- Parts of the exercise
(a) In the NHS cybersecurity article, rewrite everything from "Deloitte won across" down to "response or personnel).", swapping "tenders" for "bids".
(b) Render this sentence from the NHS cybersecurity article in Spanish: "Nine of the contracts were awarded to the Big Four."
(c) Pick up the NHS cybersecurity article after its last sentence and write what comes next.

- Excerpted text
******************************
Big Four, six SMEs, other SIs win NHS security work

The NHS has signed up 25 companies to provide cybersecurity services under a massive new £250 million framework agreement.

The contract awards fall into three lots: incident management (£90 million), consultancy (£80 million), and personnel (£80 million).

Nine of the contracts were awarded to the Big Four.

Deloitte won across all three lots. Ernst and Young, KPMG and PWC won two each. The NHS had received 60 tenders; 19 from SMEs.

NHS Cyber Security Contracts

A contract award notice notes that NHS Shared Business Services worked closely with NHS Digital to offer an “additional solution to support the existing portfolio of security solutions currently available.”

The note, published May 26, added that the contracts will “provide NHS organisations with an even greater number of cyber security service options and approved suppliers” and “offer services not covered by NHS Digital”.

(NHS Digital can’t provide incident response or personnel).

The contract awards span the following:

Incident Management: This will include “provision of urgent incident response capability for large-scale or local incidents, offering approved organisations the ability to quickly call down expert resource to support incident control, containment, resolution and remediation.”

Consultancy: This will include “access to ad-hoc or ongoing professional services” to be defined locally by NHS Trusts.
******************************
(Collected data)

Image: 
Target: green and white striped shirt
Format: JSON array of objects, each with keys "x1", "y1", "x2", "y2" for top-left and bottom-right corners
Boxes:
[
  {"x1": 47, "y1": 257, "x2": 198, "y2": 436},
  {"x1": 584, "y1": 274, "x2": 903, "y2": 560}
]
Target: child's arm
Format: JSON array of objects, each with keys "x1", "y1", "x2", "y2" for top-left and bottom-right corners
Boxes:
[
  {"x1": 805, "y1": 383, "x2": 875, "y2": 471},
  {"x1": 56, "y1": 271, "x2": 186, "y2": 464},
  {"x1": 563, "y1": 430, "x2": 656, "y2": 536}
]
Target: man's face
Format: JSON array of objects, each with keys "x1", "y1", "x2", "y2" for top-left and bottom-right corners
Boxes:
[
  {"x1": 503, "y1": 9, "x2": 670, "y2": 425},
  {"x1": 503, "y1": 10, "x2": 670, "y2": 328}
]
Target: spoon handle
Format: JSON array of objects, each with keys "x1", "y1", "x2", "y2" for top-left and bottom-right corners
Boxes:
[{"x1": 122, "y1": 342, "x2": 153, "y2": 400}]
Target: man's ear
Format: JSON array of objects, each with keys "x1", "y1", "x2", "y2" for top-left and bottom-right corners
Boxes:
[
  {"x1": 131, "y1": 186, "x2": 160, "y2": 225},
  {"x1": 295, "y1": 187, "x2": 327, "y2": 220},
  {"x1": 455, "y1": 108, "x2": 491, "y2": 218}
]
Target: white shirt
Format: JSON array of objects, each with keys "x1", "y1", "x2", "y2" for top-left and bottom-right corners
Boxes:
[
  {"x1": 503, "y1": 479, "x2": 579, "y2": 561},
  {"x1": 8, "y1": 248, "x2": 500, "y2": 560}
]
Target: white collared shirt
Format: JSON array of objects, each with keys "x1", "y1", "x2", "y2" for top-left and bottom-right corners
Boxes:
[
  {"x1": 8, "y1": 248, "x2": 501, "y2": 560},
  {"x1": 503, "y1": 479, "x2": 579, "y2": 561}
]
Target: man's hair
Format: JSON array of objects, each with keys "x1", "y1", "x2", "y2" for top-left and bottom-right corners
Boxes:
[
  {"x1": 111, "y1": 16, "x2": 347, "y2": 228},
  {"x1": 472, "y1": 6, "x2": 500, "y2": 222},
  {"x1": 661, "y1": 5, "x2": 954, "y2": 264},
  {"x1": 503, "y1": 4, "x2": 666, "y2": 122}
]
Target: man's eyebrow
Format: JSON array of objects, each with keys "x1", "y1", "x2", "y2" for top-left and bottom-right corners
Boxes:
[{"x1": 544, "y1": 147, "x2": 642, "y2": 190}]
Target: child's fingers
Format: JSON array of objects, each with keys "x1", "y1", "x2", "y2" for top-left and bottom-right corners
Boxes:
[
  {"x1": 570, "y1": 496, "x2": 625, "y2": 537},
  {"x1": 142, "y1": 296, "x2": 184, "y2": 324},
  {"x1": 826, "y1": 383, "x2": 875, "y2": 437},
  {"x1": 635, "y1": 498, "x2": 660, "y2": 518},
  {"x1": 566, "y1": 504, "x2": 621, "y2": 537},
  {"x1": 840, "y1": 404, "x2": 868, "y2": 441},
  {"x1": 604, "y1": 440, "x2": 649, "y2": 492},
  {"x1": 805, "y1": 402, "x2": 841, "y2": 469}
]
******************************
- Answers for each item
(a)
Deloitte won across all three lots. Ernst and Young, KPMG and PWC won two each. The NHS had received 60 bids; 19 from SMEs.

NHS Cyber Security Contracts

A contract award notice notes that NHS Shared Business Services worked closely with NHS Digital to offer an “additional solution to support the existing portfolio of security solutions currently available.”

The note, published May 26, added that the contracts will “provide NHS organisations with an even greater number of cyber security service options and approved suppliers” and “offer services not covered by NHS Digital”.

(NHS Digital can’t provide incident response or personnel).

(b) Nueve de los contratos se adjudicaron a las Big Four.

(c)
Personnel: This will span the “supply of specialist personnel to support approved organisation existing in-house capability… [and] support approved organisations to reduce their exposure to threats, improve security defences and support in the event of cyber incidents.”

Of the companies outside the Big Four, four cyber security enterprises managed to win a contract in each lot; security company Softcat, CSC Computer Sciences, Commissum Associates and Accenture UK.

Some of these companies are already working closely with the NHS. Just last week Accenture said it had managed to put all 1.2 million employees of the NHS onto Microsoft Teams within one week.

The cyber security framework was designed by the NHS Shared Business Service, in partnership with the National Cyber Security Centre, The ISC (International Standard for Information Security) and Cyber Essentials.

Each company vying for a contract had to be certified to be Cyber Essentials Plus or higher. The entire procurement process took six to nine months at the approximated cost of £25,000 per each contracting authority.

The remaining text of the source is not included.